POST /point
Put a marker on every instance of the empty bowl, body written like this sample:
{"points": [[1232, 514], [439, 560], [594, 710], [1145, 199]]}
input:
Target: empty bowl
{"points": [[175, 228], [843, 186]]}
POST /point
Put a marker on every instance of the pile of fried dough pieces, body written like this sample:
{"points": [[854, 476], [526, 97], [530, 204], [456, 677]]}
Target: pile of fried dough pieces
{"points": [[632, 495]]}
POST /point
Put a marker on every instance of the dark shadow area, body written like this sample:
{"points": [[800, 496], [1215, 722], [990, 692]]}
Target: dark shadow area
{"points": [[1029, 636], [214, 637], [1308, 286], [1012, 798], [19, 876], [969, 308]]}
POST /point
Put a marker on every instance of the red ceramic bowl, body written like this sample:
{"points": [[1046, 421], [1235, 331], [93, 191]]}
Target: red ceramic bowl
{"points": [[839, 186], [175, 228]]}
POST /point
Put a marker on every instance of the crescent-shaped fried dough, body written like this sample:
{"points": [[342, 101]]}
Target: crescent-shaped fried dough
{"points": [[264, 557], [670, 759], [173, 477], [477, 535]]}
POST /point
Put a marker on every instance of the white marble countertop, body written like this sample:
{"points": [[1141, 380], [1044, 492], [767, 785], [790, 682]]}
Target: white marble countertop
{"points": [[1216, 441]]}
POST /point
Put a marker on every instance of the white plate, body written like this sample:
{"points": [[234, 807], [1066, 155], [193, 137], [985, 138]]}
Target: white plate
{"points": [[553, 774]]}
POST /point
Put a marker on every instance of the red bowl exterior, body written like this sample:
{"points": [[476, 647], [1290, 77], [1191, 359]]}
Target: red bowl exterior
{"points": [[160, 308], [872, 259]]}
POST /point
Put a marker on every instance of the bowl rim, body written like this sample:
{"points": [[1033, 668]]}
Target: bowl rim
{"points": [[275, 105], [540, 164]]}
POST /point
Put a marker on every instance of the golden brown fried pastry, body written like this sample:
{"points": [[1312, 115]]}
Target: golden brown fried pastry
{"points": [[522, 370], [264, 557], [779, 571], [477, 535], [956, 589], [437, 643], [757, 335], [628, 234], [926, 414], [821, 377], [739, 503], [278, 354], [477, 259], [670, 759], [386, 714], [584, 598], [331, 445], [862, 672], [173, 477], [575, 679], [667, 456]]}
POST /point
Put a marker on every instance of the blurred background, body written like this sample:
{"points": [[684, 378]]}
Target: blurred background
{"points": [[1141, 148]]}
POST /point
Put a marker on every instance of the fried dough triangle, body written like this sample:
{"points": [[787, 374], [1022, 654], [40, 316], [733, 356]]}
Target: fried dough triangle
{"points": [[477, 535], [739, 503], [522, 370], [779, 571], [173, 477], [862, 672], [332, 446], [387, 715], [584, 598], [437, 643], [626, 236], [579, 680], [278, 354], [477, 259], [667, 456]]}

━━━━━━━━━━━━━━━━

● **Written instruction**
Reproduce the records above exactly.

● **Written solution**
POST /point
Put a marker on every instance of the empty bowl, body written like this sample:
{"points": [[1232, 514], [439, 560], [594, 710], [1145, 199]]}
input:
Target: empty bowl
{"points": [[175, 228], [843, 186]]}
POST /point
Put a marker on every instance of the pile of fried dough pieces, body written like this sample:
{"points": [[854, 476], [526, 97], [530, 204], [456, 677]]}
Target: pile of fried dough pieces
{"points": [[632, 495]]}
POST /point
Put a marker on every instance of the dark shadow area, body written like this sample:
{"points": [[800, 496], [1215, 722], [990, 692]]}
Target: dark shadow area
{"points": [[1029, 636], [214, 637], [1308, 286], [1012, 798], [19, 876], [969, 308]]}
POST /point
Put a marker on every instance of the red ceramic bowl, body written like this sample:
{"points": [[1046, 421], [1235, 331], [93, 191]]}
Target: red ceramic bowl
{"points": [[839, 186], [175, 228]]}
POST /point
Put a marker on every instance of the crescent-shaped fried dough, body written like this sample:
{"points": [[342, 101]]}
Target: crescent-shaped fried dough
{"points": [[264, 557], [670, 759], [173, 477], [477, 535]]}
POST /point
Put a marker on every instance of the white marble countertop, body written like this sample:
{"points": [[1141, 380], [1044, 492], [767, 785], [790, 682]]}
Target: white marble countertop
{"points": [[1216, 441]]}
POST /point
Put a marker on every instance of the white plate, body written like this sample:
{"points": [[234, 807], [1066, 155], [193, 137], [985, 138]]}
Target: white plate
{"points": [[553, 774]]}
POST /point
Put a marker on every instance of the red bowl exterior, body written like this sample:
{"points": [[476, 647], [1290, 77], [1191, 359]]}
Target: red bowl exterior
{"points": [[160, 308], [872, 259]]}
POST /point
Put a marker on every instance of the bowl rim, body written like this sample:
{"points": [[1033, 668]]}
Target: bowl rim
{"points": [[275, 105], [540, 164]]}
POST /point
Put a marker on every instance of the golden brown fried pastry, body written like this sample:
{"points": [[1312, 115]]}
Target: golden brown fried pastry
{"points": [[522, 370], [264, 557], [779, 571], [477, 535], [956, 589], [437, 643], [757, 335], [628, 234], [926, 414], [821, 377], [739, 503], [278, 354], [477, 259], [670, 759], [386, 714], [584, 598], [331, 445], [862, 672], [173, 477], [575, 679], [667, 456]]}
POST /point
Put a marker on every instance of the blurred background, body written like this sample:
{"points": [[684, 378]]}
Target: blurred background
{"points": [[1141, 148]]}
POST /point
Put a marker on every instance of the fried dough triangle, body written like this sample:
{"points": [[787, 374], [1022, 654], [40, 316], [733, 356]]}
Target: fried dough triangle
{"points": [[477, 535], [739, 503], [522, 370], [779, 571], [173, 477], [862, 672], [332, 446], [387, 715], [584, 598], [437, 643], [626, 236], [579, 680], [278, 354], [477, 259], [667, 456]]}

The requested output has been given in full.